As the surge in coronavirus cases continues to shut down borders and create lockdowns around the globe, international travel remains a dream of the future. For the 2021 Henley & Partners Passport Index's quarterly update, researchers ranked the most powerful passports in the world, noting that temporary restrictions were not taken into consideration.
Topping the list is Japan, with its passport holders able to visit 191 countries visa-free in normal times. The Asian nation has held the top spot alone or shared it with Singapore for three consecutive years.
Singapore's passport holders came in second place, with access to 190 nations; South Korea and Germany landed in the third spot, with 189 countries. Fourth place, with 188 destinations, is shared by Italy, Finland, Spain, and Luxembourg, while fifth place, with 187 countries, is held by Denmark and Austria. The sixth spot is a five-way tie between Sweden, France, Portugal, the Netherlands, and Ireland, with 186 countries.
The U.S. is in the seventh position, with access to 186 countries visa-free — a spot it shares with Switzerland, the U.K., Norway, Belgium, and New Zealand. At the very bottom of the list are Syria, Iraq, and Afghanistan, each with access to less than 30 nations.
The researchers, who have been running the Henley & Partners Passport Index for 16 years, noted that over the last seven years, the U.S. has dropped from the top spot to the seventh, though the current restrictions mean that far fewer countries can actually be accessed visa-free by American passport holders. "Due to pandemic-related travel constraints, travelers from both the U.K. and U.S. currently face major restrictions from over 105 countries, with U.S. passport holders able to travel to fewer than 75 destinations, while U.K. passport holders currently have access to fewer than 70," the release stated.
"Just a year ago, all indications were that the rates of global mobility would continue to rise, that travel freedom would increase, and that holders of powerful passports would enjoy more access than ever before," Dr. Christian H. Kaelin, chairman of Henley & Partners and founder of the Passport Index, said in a statement. "The global lockdown negated these glowing projections, and as restrictions begin to lift, the results from the latest index are a reminder of what passport power really means in a world upended by the pandemic."
The release also noted that the number Asian countries at the top of the list is a "relatively new phenomenon," since the U.S., U.K., and European Union countries tended to have access to the most countries. "APAC region's position of strength will continue as it includes some of the first countries to begin the process of recovering from the pandemic," the release stated. Also of note is the United Arab Emirates' move from 62nd place in 2006 to 16th today, in part because of new visa agreements.
To determine the rankings, the firm looked at exclusive data obtained from the International Air Transport Association (IATA), which holds the world's largest database of travel information, accompanied by its own research.
Henley & Partners isn't the only Passport Index out there. Arton Capital also runs a real-time ranking. At the time of publishing, the top spot on their list was held by Germany, followed by Sweden, Finland, and Spain, all tied for second.

DATA UNDER STUDY:
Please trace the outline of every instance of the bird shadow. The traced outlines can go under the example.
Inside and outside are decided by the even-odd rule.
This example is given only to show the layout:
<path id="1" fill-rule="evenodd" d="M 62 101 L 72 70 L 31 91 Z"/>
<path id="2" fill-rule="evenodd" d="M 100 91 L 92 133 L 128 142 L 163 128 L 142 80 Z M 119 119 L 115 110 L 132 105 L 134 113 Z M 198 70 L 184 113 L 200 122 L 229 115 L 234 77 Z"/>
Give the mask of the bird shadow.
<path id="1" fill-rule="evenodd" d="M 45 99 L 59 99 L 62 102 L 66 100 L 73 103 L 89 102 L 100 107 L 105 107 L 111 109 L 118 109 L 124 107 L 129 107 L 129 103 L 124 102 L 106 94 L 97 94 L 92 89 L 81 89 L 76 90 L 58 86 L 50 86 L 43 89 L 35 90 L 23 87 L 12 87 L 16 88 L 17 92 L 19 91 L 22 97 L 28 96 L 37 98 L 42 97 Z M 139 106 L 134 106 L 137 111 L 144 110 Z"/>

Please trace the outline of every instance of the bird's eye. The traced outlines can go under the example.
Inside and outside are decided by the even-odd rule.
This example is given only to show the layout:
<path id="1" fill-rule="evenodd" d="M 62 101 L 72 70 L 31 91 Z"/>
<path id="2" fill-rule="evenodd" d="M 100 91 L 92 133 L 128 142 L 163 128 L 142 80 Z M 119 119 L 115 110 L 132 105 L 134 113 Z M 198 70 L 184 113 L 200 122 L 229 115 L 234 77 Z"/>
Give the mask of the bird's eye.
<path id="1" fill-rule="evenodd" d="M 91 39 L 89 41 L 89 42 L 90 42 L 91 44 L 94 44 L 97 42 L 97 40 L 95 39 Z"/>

DESCRIPTION OF THE TASK:
Copy out, word for word, the part of the passport rankings article from "Henley & Partners isn't" up to and including "tied for second.".

EXERCISE OUTPUT:
Henley & Partners isn't the only Passport Index out there. Arton Capital also runs a real-time ranking. At the time of publishing, the top spot on their list was held by Germany, followed by Sweden, Finland, and Spain, all tied for second.